**Given problem**
Please return every line of the entries below that contains the string "door". Case counts.

Outline annotation entries
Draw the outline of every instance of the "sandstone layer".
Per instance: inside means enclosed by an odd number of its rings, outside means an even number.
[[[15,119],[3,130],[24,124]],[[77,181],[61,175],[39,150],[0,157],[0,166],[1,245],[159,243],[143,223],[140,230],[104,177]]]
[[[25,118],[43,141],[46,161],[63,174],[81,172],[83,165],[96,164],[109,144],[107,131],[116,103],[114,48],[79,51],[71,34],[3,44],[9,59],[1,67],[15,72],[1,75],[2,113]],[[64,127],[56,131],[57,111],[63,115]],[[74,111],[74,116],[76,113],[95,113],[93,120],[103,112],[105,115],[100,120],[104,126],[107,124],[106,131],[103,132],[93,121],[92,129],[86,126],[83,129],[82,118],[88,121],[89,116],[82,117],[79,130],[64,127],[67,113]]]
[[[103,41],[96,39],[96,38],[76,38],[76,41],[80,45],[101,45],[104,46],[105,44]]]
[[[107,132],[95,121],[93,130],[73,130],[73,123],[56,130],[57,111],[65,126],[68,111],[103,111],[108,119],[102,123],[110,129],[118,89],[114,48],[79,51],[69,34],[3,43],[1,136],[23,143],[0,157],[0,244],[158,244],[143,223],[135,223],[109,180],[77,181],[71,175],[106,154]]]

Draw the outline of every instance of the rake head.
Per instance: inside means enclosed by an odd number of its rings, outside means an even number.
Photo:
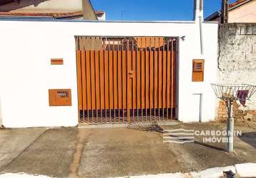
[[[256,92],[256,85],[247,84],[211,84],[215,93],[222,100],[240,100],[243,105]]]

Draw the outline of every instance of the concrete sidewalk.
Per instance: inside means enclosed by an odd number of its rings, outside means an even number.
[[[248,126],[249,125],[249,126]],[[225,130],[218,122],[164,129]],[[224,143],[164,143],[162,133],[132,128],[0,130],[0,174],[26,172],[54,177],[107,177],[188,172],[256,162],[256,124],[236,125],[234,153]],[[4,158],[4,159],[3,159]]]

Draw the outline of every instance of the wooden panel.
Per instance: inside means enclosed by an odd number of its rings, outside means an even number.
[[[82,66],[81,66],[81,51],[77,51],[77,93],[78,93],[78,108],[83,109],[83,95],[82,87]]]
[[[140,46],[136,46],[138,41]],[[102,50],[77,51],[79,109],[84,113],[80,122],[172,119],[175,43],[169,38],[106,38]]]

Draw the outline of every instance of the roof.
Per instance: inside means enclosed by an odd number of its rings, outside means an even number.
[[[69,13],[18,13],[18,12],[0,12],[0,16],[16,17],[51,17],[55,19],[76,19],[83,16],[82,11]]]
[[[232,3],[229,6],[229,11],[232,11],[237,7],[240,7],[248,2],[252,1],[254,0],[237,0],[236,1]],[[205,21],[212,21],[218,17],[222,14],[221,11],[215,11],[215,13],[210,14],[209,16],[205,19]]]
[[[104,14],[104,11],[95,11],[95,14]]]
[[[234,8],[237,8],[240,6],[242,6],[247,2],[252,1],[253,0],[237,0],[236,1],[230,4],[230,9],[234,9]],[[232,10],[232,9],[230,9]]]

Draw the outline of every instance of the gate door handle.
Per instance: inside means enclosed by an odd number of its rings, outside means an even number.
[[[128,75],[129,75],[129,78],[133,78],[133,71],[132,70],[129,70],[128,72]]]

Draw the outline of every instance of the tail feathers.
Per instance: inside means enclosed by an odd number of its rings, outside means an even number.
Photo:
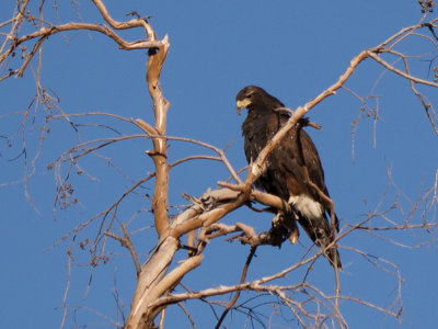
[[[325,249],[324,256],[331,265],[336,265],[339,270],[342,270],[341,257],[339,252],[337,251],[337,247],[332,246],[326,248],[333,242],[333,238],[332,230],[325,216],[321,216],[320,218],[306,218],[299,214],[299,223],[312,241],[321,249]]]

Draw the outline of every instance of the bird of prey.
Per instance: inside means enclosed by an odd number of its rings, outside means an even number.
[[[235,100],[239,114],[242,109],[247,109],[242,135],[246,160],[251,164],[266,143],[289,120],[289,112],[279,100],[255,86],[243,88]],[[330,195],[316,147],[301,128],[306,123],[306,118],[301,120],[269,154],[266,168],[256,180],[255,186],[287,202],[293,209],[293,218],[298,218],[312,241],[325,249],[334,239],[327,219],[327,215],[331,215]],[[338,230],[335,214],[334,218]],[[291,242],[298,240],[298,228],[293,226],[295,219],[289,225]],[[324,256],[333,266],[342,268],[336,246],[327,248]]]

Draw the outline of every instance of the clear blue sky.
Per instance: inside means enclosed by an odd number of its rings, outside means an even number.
--
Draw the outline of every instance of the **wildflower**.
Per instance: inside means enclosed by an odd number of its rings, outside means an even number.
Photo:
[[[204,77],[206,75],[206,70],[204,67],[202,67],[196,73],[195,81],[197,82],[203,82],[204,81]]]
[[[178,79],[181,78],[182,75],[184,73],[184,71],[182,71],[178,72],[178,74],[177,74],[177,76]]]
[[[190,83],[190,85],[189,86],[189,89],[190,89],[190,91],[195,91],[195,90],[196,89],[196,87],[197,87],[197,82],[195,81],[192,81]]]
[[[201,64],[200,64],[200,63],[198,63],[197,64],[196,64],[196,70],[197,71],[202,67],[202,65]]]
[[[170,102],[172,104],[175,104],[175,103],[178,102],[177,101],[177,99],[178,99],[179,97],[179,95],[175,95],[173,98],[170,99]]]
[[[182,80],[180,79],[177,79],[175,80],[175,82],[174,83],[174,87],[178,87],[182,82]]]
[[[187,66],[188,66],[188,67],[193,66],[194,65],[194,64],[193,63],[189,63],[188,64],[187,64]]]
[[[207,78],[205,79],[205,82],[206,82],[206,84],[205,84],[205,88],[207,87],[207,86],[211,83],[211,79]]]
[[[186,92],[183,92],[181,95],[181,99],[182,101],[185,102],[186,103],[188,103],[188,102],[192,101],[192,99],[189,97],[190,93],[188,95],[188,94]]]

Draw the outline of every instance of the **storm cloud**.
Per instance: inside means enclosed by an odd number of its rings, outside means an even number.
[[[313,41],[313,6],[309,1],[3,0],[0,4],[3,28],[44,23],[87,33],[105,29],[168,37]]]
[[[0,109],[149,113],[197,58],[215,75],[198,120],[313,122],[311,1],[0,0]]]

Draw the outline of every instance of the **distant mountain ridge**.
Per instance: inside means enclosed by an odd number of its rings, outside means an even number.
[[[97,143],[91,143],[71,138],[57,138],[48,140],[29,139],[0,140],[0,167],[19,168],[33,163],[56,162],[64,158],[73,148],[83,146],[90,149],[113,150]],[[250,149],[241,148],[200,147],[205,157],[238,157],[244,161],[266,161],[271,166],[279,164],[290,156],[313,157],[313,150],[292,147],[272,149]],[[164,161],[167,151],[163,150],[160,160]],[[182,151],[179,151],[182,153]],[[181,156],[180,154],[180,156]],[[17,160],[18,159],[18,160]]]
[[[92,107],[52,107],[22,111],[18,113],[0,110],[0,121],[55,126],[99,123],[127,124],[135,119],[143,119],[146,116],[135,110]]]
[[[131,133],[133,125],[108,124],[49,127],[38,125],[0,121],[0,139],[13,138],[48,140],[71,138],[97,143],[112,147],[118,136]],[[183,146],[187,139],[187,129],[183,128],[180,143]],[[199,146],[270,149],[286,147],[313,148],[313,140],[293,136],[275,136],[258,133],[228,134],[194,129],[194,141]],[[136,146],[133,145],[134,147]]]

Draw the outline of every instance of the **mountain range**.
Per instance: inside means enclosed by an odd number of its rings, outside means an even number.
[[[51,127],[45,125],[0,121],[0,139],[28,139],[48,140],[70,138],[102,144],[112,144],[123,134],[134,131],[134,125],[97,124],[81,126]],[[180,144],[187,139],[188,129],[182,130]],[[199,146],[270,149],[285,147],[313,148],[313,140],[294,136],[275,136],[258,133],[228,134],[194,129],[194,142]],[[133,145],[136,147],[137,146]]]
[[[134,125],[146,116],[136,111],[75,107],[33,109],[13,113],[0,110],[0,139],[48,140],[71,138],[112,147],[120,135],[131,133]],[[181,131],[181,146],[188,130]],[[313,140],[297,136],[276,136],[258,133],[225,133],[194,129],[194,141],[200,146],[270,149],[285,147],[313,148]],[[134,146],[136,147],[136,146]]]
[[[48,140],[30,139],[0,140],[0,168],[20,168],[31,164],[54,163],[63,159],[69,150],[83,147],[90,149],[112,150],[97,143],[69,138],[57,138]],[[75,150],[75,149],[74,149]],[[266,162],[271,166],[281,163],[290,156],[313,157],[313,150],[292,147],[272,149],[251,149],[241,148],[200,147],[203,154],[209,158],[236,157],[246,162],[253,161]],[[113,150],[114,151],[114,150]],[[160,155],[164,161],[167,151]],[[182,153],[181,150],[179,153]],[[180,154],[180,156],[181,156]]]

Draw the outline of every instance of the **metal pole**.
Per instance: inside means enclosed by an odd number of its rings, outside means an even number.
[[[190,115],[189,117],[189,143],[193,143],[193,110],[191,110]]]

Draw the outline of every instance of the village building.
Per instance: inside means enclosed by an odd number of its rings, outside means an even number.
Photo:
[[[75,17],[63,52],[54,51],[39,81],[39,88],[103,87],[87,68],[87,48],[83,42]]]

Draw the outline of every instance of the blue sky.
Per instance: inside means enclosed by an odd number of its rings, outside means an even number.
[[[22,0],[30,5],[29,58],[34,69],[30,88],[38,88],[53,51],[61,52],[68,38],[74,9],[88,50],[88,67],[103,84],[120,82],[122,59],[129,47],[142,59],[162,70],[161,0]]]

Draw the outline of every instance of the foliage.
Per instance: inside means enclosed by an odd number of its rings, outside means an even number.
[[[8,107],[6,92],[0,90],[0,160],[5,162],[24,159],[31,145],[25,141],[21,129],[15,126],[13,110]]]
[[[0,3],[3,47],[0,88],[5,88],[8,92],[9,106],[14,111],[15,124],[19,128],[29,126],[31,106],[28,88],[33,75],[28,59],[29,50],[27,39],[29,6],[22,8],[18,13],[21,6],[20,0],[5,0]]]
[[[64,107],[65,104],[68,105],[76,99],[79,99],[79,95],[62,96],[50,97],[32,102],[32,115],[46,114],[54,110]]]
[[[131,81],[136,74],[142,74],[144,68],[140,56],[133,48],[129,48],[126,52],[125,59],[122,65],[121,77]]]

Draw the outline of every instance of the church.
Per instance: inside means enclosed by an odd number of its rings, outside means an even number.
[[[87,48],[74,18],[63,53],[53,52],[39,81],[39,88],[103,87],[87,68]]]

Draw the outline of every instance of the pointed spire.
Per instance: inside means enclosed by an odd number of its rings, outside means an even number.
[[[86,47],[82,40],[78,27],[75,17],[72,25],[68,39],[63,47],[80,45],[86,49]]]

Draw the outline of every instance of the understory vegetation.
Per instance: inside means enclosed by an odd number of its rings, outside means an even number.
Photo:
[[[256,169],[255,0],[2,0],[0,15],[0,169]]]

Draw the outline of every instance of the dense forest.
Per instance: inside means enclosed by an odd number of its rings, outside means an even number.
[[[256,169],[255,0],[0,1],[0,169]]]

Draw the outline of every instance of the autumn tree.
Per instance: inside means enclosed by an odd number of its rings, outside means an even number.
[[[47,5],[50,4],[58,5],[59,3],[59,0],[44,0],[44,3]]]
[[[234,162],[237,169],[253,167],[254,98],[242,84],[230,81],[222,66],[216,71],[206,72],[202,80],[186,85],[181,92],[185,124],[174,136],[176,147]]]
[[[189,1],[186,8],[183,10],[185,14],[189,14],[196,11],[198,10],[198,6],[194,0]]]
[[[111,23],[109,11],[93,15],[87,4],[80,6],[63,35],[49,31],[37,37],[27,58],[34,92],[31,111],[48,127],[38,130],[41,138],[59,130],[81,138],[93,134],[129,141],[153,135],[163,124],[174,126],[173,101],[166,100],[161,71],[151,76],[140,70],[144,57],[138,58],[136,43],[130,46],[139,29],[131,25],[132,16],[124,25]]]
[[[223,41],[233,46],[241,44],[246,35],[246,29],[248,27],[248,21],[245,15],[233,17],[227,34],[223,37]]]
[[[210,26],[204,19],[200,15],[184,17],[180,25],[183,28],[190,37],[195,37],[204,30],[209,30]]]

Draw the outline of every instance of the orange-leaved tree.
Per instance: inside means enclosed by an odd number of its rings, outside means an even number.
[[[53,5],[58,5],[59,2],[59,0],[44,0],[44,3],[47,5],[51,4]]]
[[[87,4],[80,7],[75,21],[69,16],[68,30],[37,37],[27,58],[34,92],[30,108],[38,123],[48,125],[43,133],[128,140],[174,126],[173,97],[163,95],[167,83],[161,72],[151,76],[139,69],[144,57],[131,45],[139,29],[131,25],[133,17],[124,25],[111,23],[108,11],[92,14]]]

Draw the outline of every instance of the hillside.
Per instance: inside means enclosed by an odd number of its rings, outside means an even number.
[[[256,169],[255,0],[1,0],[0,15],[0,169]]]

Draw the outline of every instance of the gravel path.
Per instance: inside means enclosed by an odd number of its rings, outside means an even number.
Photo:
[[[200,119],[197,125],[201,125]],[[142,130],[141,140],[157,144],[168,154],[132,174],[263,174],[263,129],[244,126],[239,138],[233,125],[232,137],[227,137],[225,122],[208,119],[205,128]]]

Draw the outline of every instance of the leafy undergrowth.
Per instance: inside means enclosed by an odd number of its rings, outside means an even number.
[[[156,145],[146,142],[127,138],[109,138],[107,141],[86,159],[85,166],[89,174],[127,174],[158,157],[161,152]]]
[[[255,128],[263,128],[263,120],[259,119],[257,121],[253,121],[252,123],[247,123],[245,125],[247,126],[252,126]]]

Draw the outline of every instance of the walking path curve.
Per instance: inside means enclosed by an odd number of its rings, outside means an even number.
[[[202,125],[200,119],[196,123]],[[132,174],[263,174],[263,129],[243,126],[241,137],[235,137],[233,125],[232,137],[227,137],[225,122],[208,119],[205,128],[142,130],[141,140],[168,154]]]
--
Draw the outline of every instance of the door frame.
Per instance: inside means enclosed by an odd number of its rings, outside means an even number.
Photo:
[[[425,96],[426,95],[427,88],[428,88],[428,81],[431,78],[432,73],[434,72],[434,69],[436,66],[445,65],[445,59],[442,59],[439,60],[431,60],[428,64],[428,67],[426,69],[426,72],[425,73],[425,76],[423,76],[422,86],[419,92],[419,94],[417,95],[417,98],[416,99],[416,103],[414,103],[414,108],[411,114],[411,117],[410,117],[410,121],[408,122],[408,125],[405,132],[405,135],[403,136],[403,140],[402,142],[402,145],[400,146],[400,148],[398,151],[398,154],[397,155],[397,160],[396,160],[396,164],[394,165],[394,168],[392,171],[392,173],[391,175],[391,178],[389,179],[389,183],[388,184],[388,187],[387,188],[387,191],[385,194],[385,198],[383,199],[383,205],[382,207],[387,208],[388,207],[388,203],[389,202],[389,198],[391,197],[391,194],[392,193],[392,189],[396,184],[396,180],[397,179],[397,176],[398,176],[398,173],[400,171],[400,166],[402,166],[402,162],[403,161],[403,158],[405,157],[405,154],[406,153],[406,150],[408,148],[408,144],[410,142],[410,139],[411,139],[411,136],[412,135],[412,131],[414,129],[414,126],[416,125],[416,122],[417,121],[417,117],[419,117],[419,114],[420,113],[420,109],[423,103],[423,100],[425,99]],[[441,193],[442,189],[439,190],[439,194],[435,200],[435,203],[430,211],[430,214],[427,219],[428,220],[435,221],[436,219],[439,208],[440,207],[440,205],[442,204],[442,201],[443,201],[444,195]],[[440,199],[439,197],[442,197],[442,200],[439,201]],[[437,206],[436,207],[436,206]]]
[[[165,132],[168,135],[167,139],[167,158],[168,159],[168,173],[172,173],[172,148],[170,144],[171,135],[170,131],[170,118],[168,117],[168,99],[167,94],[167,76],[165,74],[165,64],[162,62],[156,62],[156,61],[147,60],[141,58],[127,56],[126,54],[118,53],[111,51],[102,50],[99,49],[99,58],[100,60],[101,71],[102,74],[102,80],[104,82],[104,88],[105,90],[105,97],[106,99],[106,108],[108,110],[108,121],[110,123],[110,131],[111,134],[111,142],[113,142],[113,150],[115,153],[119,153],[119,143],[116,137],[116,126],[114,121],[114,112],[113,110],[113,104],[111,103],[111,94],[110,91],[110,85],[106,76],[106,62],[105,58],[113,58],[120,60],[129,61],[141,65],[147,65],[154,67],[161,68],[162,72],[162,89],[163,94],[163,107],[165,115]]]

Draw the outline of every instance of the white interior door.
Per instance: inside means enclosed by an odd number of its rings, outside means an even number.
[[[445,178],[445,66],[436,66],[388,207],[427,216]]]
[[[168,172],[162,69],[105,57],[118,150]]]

**Answer for the task**
Draw the outline of every instance of the gate door handle.
Draw the outline of every instance of the door frame.
Draw the outline of every instance of the white interior door.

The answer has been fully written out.